GOAL -
Rewrite the part that opens with the line containing "black lamp post." and runs through the end of the items, swapping "suv" for "SUV" everywhere it appears. Keep every other word the same.

Detection annotation items -
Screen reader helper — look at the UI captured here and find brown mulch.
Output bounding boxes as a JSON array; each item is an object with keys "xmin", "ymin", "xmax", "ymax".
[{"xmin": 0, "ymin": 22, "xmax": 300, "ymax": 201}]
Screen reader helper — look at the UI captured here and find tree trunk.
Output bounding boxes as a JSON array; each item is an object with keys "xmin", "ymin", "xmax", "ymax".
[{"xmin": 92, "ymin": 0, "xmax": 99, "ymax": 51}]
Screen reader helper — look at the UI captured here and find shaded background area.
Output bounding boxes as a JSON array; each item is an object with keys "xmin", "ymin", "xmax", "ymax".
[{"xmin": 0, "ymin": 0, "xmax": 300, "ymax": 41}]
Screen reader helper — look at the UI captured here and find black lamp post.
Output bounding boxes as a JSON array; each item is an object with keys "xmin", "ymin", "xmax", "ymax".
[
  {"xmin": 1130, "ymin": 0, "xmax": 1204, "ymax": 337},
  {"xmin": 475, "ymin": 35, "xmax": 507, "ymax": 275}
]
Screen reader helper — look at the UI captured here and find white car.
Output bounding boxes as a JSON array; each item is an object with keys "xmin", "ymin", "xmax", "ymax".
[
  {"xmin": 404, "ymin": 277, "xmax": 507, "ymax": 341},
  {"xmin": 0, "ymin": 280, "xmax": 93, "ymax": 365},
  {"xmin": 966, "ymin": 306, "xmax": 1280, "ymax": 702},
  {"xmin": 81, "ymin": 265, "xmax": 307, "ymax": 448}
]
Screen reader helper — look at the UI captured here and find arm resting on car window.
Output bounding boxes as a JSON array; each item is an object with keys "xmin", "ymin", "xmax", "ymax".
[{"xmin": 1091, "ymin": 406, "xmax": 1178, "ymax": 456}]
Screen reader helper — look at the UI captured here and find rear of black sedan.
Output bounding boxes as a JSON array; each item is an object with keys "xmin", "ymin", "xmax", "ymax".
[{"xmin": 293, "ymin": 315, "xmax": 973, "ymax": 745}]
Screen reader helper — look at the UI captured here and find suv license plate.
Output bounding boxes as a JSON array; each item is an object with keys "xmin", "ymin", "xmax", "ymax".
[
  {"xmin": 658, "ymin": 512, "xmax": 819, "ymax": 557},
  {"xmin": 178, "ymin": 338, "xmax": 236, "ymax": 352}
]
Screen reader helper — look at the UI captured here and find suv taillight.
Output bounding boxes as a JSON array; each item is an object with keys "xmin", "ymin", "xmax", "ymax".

FULL RESPONSE -
Screen reader helper — look at the UI captured here and find black lamp post.
Output bounding boxes as a JSON array; each item is an object with keys "xmin", "ymin", "xmax", "ymax".
[
  {"xmin": 1130, "ymin": 0, "xmax": 1204, "ymax": 337},
  {"xmin": 475, "ymin": 35, "xmax": 507, "ymax": 275}
]
Screen reader helper — look at the UI captured here and find white car.
Output bounding boxes as a JSON array; each item is an object with keys "xmin", "ymin", "xmax", "ymax".
[
  {"xmin": 404, "ymin": 277, "xmax": 507, "ymax": 341},
  {"xmin": 0, "ymin": 280, "xmax": 93, "ymax": 365},
  {"xmin": 966, "ymin": 306, "xmax": 1280, "ymax": 702},
  {"xmin": 81, "ymin": 265, "xmax": 307, "ymax": 448}
]
Screen reader helper — look at the UI captured here and find arm resting on car window.
Output bounding boxes as a JSON array; each item is an object with keys "xmin", "ymin", "xmax", "ymax".
[{"xmin": 1091, "ymin": 406, "xmax": 1178, "ymax": 456}]
Screen reader helper — look at the UI captured here and find rear of black sedan.
Output bounding boxes as a JSON array; each item is an object with keys "xmin", "ymin", "xmax", "ymax".
[{"xmin": 293, "ymin": 315, "xmax": 973, "ymax": 745}]
Screen reader helper — look at the UI captured here and find SUV license plate.
Output bounding boxes as a JSON array; each item is an object with keys "xmin", "ymin", "xmax", "ymax".
[
  {"xmin": 658, "ymin": 512, "xmax": 819, "ymax": 557},
  {"xmin": 178, "ymin": 338, "xmax": 236, "ymax": 352}
]
Screen reader helper — look at the UI captured here and find SUV taillight.
Output bounding boxes as a JSON array; each item is an object with keys "xmin", "ymin", "xmax", "ymax".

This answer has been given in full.